▶ Goal: Reproduce word for word the lines of the items below, starting at the line that contains "Please spot the dead" and continuing through the final line of the items, both ends included.

** begin Records to use **

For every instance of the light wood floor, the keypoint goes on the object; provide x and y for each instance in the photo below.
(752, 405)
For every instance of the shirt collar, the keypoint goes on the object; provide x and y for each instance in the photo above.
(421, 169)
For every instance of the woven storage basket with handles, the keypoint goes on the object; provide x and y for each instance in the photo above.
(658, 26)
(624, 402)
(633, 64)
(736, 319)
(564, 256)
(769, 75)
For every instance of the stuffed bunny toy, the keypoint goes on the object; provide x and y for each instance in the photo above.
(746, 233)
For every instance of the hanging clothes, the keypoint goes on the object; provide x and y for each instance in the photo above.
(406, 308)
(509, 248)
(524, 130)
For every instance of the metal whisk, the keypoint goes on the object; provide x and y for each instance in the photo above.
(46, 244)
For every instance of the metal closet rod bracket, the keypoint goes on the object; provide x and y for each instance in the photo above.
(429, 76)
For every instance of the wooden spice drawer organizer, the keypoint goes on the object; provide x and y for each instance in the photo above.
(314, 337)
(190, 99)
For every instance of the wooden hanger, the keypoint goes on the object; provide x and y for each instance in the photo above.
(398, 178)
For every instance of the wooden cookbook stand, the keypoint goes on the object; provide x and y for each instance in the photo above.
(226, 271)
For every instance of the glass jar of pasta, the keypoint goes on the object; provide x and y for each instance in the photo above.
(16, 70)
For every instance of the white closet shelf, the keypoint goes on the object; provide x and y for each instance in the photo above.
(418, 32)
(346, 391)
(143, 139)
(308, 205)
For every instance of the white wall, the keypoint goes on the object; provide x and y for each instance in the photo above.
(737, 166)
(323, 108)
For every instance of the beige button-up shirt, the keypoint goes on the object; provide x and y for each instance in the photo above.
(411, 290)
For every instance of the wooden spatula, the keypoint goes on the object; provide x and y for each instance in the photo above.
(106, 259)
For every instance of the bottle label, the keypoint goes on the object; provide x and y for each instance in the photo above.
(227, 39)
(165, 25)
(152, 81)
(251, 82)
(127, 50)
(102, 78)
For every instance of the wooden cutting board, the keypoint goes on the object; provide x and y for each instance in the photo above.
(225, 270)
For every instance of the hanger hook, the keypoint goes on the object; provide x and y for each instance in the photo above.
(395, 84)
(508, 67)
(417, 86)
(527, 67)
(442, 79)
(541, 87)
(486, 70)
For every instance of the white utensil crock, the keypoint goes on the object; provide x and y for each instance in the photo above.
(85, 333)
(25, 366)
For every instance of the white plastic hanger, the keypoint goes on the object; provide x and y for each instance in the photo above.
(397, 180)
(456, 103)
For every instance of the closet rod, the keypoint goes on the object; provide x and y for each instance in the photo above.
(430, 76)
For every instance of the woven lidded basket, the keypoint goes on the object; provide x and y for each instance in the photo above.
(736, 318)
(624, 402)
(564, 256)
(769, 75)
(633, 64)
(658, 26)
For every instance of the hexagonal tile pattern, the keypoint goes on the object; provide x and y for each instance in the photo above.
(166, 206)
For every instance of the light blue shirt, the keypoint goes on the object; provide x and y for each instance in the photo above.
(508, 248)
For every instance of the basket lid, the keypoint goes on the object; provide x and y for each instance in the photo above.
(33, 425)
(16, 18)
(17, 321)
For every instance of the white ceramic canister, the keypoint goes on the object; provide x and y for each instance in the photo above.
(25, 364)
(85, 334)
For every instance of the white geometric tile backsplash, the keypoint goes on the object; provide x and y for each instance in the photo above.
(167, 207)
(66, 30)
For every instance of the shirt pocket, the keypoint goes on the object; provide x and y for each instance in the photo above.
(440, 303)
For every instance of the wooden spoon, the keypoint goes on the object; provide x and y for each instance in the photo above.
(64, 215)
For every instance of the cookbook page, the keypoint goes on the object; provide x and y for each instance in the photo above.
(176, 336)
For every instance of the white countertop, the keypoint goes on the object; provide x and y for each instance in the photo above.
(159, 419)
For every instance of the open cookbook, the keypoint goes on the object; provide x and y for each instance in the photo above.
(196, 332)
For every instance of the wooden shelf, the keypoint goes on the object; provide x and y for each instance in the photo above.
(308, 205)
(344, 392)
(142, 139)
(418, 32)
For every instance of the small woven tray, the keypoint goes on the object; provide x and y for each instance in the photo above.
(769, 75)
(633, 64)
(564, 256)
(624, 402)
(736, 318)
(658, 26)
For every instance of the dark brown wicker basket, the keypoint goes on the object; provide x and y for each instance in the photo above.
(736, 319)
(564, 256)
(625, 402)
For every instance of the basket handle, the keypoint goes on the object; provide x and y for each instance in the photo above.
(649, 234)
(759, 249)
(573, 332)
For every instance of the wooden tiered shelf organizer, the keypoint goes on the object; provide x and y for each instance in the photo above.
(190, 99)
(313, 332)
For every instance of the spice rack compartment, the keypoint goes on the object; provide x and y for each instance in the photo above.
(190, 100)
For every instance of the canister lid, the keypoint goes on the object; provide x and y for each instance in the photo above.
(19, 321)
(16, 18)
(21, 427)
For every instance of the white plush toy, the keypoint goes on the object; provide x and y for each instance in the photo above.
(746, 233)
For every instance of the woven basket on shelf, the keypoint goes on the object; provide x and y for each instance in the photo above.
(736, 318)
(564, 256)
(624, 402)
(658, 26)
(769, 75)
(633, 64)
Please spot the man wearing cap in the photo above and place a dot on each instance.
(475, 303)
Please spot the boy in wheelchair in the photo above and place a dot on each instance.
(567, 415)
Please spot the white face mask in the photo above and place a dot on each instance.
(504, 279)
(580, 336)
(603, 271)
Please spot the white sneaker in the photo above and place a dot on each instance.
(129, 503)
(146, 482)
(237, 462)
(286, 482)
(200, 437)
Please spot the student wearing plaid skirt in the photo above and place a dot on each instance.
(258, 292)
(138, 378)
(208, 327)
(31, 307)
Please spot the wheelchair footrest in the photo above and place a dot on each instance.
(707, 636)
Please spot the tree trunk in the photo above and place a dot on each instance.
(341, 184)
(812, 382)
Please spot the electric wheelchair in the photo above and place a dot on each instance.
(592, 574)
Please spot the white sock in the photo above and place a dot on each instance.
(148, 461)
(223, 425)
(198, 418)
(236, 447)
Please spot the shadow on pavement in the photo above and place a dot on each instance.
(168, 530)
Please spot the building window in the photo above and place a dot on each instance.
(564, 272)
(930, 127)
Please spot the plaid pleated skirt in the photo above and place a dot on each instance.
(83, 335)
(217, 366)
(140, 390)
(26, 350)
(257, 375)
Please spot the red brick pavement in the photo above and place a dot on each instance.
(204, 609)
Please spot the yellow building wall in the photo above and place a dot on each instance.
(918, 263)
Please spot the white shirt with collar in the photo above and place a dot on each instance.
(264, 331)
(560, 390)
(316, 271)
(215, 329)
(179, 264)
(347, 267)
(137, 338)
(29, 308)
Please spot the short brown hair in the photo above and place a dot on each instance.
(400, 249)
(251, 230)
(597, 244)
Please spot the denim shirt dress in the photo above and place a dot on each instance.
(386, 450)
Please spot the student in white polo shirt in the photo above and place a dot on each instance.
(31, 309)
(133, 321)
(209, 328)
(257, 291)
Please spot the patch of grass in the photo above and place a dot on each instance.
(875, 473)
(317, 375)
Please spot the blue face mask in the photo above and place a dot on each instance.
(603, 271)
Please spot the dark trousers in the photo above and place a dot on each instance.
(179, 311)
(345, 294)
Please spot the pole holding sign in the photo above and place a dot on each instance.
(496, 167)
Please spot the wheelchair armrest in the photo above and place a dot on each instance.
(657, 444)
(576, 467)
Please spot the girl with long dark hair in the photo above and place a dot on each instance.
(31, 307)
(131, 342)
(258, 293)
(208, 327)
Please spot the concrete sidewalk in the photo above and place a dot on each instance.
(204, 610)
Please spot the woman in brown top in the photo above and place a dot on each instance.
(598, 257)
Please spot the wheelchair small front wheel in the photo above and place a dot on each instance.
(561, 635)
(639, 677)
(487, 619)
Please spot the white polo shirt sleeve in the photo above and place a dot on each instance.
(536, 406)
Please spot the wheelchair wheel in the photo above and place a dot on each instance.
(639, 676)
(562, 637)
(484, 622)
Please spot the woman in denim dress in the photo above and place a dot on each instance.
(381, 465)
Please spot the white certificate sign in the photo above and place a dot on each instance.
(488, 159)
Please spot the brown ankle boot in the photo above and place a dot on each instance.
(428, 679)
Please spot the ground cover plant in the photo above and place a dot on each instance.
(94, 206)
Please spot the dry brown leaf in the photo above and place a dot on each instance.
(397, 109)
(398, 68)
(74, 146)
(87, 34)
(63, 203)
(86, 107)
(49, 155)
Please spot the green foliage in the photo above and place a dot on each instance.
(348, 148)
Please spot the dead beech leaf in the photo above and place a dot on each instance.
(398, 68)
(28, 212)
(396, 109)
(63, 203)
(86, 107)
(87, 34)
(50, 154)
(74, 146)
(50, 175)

** end Records to use **

▶ Complete output:
Please spot the dead beech leaf in the photo above and place a dot on each instance.
(398, 68)
(28, 212)
(396, 109)
(63, 203)
(86, 107)
(87, 34)
(50, 154)
(74, 146)
(50, 175)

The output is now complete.